───── Quoted text ─────
The characters grow as the innocent Ko Ming gets corrupted by pragmatic evil and is put through trial and tribulation that eventually numbs him and Leung learns responsibility when he runs to Hong Kong after being accused of murder. Complex characters set against love triangles and the adventures of other supporting characters brings this classic show to live.
───── Source material ─────
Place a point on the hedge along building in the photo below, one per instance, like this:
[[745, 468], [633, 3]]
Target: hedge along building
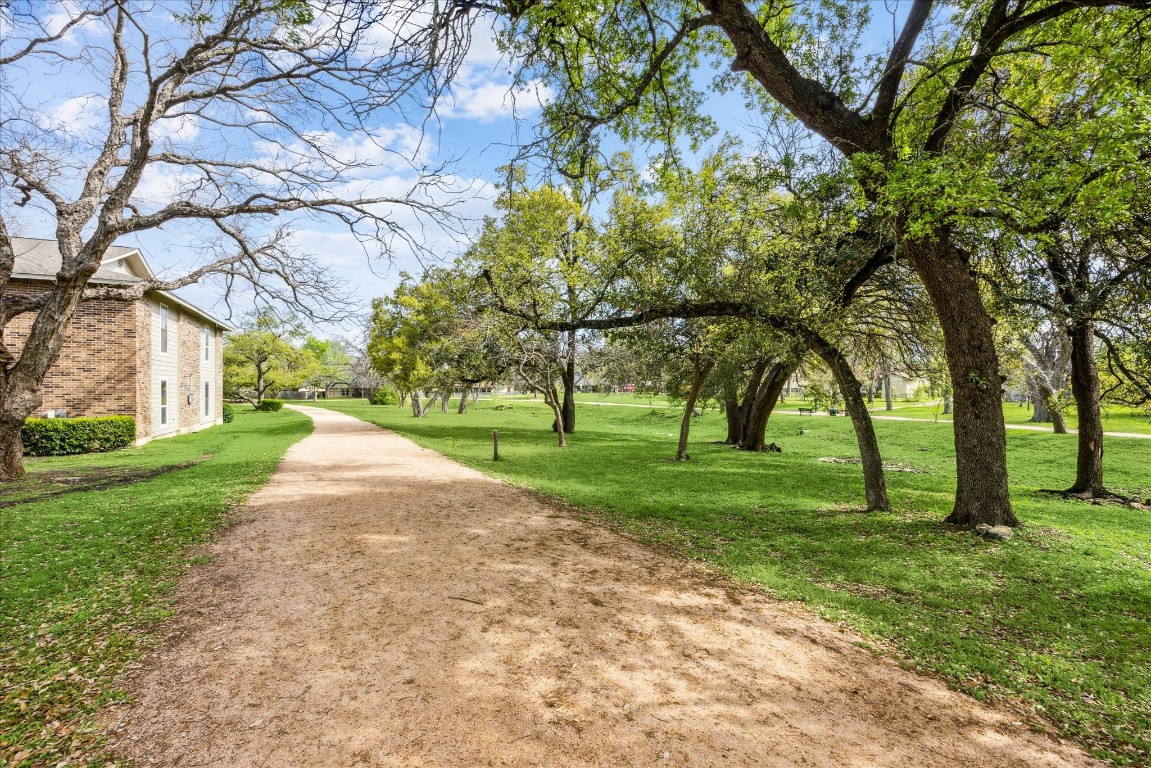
[[158, 359]]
─────
Required task 1
Retype, unchanged, the part of the show description that opens with the words containing "The characters grow" and closes with "show to live.".
Required task 2
In the show description, what is Leung accused of?

Exercise answer 1
The characters grow as the innocent Ko Ming gets corrupted by pragmatic evil and is put through trial and tribulation that eventually numbs him and Leung learns responsibility when he runs to Hong Kong after being accused of murder. Complex characters set against love triangles and the adventures of other supporting characters brings this classic show to live.

Exercise answer 2
Murder.